### Goal
Return, unchanged, every line of the records below from the line containing "Put a single dot on each instance of the carved stone" through the final line of the records, including both of those lines.

### Task material

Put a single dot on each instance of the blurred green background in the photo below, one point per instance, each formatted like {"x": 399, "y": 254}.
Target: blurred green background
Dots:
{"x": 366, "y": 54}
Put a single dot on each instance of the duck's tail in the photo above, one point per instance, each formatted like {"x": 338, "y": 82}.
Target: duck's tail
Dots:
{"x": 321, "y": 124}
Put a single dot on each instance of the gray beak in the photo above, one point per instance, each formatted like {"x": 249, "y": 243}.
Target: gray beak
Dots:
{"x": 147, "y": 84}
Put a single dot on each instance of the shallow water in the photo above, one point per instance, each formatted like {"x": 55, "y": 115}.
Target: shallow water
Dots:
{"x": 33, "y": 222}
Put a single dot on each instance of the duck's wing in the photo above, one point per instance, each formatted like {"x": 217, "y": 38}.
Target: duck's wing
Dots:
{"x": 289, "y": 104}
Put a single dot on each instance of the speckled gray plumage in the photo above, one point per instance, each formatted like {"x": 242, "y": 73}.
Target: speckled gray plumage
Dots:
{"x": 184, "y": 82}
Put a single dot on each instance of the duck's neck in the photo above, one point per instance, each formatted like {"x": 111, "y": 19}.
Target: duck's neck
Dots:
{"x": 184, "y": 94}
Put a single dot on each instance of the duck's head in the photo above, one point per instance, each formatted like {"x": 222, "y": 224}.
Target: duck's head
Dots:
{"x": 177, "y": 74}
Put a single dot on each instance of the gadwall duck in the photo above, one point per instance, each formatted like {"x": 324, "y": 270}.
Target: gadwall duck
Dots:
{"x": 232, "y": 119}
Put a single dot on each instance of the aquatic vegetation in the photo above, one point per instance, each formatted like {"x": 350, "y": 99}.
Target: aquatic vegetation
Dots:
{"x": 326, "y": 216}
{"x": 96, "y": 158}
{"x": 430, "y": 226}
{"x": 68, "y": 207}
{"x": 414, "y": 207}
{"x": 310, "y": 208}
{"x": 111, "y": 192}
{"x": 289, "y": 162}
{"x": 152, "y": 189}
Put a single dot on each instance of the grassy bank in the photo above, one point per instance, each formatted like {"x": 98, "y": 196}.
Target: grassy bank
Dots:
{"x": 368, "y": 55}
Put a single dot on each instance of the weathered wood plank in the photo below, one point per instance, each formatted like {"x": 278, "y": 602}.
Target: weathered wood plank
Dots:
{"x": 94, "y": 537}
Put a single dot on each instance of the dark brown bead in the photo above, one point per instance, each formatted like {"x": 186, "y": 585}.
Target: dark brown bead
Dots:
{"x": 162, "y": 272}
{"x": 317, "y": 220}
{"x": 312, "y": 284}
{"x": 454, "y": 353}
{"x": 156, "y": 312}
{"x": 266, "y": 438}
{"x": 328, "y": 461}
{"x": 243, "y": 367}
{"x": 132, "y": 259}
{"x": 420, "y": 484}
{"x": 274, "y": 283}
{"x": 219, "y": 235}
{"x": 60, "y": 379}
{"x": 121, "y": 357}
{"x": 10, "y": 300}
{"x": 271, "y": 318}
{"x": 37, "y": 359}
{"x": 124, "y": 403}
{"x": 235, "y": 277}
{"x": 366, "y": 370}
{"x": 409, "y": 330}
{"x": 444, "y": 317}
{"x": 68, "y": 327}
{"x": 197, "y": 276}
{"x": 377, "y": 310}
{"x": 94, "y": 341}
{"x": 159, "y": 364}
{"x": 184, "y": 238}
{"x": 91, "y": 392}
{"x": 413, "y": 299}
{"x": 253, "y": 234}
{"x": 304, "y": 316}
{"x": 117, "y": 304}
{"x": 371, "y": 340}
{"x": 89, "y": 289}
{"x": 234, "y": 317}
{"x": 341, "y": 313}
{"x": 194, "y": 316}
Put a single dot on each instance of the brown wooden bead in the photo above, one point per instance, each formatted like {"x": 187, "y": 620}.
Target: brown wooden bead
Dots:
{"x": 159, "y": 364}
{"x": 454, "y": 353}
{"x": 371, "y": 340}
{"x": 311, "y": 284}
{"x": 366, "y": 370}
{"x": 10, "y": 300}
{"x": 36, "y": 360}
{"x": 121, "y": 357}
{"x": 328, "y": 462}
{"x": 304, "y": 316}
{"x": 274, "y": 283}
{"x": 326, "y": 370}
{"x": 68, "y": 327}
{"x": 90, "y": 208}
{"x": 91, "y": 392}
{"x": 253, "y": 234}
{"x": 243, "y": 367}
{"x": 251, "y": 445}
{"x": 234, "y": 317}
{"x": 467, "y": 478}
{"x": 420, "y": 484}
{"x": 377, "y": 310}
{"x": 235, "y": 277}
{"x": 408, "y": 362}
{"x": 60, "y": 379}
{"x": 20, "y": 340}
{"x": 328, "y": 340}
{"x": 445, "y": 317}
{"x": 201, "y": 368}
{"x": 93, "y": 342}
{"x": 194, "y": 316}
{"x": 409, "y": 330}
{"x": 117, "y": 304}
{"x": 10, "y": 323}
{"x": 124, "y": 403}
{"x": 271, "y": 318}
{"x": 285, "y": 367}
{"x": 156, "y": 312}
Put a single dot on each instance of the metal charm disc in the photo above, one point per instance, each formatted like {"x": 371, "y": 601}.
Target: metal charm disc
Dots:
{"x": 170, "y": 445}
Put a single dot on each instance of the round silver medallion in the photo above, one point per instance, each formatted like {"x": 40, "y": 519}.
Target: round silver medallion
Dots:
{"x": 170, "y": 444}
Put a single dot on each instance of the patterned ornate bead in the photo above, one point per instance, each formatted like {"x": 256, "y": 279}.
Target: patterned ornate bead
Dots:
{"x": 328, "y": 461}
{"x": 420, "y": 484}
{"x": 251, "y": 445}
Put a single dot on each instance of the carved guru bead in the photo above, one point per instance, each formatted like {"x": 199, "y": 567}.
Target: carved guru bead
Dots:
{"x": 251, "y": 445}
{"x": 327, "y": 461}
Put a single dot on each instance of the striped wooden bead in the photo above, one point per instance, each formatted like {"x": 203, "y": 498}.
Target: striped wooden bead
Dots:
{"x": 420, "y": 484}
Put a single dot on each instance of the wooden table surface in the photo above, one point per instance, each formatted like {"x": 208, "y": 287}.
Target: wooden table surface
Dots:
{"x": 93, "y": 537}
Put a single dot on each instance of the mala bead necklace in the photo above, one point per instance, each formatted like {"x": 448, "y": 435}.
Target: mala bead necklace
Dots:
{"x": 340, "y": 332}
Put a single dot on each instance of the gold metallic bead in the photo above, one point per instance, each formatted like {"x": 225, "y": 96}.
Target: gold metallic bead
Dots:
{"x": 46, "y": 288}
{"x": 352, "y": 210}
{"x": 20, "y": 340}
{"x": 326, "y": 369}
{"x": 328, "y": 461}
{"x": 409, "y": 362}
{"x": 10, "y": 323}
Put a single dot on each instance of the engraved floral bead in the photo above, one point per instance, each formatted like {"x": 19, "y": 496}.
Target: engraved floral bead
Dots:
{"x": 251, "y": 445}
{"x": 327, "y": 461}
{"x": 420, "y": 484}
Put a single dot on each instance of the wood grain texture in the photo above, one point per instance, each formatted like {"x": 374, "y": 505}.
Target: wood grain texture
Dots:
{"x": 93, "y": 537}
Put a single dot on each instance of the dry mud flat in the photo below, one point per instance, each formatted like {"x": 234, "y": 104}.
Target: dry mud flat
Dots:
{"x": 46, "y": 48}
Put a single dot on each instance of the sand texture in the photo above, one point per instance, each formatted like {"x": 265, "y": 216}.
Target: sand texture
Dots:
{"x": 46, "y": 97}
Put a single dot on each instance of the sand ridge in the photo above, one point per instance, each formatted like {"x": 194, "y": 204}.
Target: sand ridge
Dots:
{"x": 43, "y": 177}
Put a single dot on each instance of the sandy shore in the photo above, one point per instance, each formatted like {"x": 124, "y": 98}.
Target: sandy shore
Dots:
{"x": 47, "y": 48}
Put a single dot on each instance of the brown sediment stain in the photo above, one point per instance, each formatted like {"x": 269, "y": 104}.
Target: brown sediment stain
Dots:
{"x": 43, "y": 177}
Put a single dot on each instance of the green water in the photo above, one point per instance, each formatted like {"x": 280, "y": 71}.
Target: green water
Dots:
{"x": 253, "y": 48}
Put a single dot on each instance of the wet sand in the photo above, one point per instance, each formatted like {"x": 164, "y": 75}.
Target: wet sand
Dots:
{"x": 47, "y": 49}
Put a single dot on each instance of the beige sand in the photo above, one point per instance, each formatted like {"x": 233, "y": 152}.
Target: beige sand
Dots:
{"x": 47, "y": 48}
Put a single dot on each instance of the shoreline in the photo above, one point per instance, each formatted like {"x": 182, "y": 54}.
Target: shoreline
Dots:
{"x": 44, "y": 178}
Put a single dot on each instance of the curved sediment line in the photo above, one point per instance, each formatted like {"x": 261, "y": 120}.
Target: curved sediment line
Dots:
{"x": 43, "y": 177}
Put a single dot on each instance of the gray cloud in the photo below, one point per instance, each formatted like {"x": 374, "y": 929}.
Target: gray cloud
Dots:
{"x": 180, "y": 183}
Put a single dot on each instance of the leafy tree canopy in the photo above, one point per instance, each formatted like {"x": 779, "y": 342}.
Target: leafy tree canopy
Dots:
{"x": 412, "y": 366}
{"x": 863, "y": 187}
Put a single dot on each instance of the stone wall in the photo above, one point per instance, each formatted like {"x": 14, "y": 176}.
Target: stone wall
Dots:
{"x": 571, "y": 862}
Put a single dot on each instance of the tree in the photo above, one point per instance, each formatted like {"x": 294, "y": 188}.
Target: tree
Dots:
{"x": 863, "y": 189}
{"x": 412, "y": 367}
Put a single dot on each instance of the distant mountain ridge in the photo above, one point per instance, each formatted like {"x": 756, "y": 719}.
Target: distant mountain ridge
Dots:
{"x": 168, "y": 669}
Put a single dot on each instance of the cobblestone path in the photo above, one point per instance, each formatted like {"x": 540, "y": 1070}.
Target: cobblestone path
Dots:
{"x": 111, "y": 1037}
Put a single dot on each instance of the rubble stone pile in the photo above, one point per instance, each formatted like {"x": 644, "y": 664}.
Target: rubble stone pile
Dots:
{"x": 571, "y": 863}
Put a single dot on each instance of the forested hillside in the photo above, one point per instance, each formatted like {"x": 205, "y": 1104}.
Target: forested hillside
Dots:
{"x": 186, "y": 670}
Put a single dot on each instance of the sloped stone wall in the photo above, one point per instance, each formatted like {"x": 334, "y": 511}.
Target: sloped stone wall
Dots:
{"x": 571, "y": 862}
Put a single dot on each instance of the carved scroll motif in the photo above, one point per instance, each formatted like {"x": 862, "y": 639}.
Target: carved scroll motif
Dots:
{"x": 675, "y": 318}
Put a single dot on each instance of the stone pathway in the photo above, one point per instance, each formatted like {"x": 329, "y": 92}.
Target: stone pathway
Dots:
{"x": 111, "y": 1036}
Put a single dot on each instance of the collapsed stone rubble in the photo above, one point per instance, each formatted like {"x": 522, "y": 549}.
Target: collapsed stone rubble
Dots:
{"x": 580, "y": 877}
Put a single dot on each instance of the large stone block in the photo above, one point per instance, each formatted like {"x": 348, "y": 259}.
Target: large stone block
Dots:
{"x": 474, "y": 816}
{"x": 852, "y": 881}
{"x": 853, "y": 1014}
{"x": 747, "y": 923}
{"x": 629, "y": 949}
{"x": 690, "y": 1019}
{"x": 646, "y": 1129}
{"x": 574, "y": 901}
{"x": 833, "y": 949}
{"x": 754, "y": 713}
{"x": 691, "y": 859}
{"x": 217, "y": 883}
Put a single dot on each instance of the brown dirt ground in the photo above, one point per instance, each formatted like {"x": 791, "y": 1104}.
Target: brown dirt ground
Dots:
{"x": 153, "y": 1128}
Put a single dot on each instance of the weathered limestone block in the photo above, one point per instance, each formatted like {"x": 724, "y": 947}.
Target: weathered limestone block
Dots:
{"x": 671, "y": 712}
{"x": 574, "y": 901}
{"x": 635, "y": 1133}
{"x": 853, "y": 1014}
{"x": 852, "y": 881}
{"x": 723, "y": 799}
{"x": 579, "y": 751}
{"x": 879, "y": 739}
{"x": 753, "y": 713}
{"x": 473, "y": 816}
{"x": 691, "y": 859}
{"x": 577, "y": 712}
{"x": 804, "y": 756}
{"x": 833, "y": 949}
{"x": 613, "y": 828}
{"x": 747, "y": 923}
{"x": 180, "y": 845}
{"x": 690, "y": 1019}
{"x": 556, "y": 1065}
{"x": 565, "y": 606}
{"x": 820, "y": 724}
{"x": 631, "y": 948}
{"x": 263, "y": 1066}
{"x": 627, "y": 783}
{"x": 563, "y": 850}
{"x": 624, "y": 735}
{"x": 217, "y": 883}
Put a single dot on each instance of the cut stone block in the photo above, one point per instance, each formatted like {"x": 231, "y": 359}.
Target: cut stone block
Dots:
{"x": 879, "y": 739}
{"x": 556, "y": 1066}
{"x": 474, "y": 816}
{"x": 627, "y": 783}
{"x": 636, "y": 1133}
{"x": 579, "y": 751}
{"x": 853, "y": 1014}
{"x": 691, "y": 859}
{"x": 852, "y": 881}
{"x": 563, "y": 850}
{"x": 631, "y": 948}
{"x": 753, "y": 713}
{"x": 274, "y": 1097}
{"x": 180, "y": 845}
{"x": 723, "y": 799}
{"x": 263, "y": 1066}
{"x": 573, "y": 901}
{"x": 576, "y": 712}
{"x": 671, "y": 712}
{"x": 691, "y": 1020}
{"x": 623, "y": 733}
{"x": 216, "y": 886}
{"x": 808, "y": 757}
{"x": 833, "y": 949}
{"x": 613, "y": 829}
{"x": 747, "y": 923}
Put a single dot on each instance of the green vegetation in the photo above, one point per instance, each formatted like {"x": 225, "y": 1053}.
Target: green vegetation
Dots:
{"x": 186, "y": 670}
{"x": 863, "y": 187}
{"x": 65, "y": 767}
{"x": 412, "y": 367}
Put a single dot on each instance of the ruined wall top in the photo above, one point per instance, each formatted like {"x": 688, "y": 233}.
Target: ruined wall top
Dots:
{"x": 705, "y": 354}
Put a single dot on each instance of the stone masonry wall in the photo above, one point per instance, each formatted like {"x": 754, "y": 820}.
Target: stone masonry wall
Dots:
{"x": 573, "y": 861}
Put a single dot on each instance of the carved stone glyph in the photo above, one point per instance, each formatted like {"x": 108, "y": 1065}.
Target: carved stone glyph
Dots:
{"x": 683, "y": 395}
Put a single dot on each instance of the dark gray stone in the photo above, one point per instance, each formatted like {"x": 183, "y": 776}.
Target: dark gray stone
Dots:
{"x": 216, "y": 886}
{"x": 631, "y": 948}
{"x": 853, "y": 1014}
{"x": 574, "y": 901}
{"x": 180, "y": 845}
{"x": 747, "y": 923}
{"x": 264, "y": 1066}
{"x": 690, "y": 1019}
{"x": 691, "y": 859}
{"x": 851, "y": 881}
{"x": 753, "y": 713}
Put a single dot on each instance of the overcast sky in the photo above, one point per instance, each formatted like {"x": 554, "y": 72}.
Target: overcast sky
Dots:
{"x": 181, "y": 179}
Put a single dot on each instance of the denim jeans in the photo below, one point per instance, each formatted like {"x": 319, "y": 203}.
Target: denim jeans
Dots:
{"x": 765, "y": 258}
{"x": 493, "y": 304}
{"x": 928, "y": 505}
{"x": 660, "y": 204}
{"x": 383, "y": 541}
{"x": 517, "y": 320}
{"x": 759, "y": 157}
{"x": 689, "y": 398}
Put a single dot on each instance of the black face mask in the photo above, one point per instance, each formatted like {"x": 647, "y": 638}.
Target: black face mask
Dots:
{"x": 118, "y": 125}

### Answer for the task
Put a single dot on each instance of the carved stone glyph in the photo above, one point per instance, each formatted like {"x": 108, "y": 1065}.
Target: carved stone glyph
Dots:
{"x": 683, "y": 395}
Put a single dot on each instance of the dark gray stone in the photo above, one point per instance, each formatted like {"x": 183, "y": 776}.
Target: dark gray stone
Dots:
{"x": 216, "y": 886}
{"x": 631, "y": 948}
{"x": 853, "y": 1014}
{"x": 574, "y": 901}
{"x": 180, "y": 845}
{"x": 747, "y": 923}
{"x": 264, "y": 1066}
{"x": 690, "y": 1019}
{"x": 691, "y": 859}
{"x": 851, "y": 881}
{"x": 753, "y": 713}
Put a single dot on each instance of the overcast sky in the photo above, one point per instance, each formatted like {"x": 554, "y": 72}.
Target: overcast sky
Dots:
{"x": 181, "y": 179}
Put a single dot on each instance of the denim jeans in the photo below, one point per instance, each formatted like {"x": 319, "y": 203}.
Target: denim jeans
Dots:
{"x": 765, "y": 258}
{"x": 493, "y": 304}
{"x": 928, "y": 505}
{"x": 660, "y": 204}
{"x": 383, "y": 541}
{"x": 517, "y": 320}
{"x": 759, "y": 157}
{"x": 689, "y": 398}
Put a single dot on each instance of the black face mask in the photo above, one point per instance, each formatted like {"x": 647, "y": 638}.
Target: black face mask
Dots:
{"x": 118, "y": 125}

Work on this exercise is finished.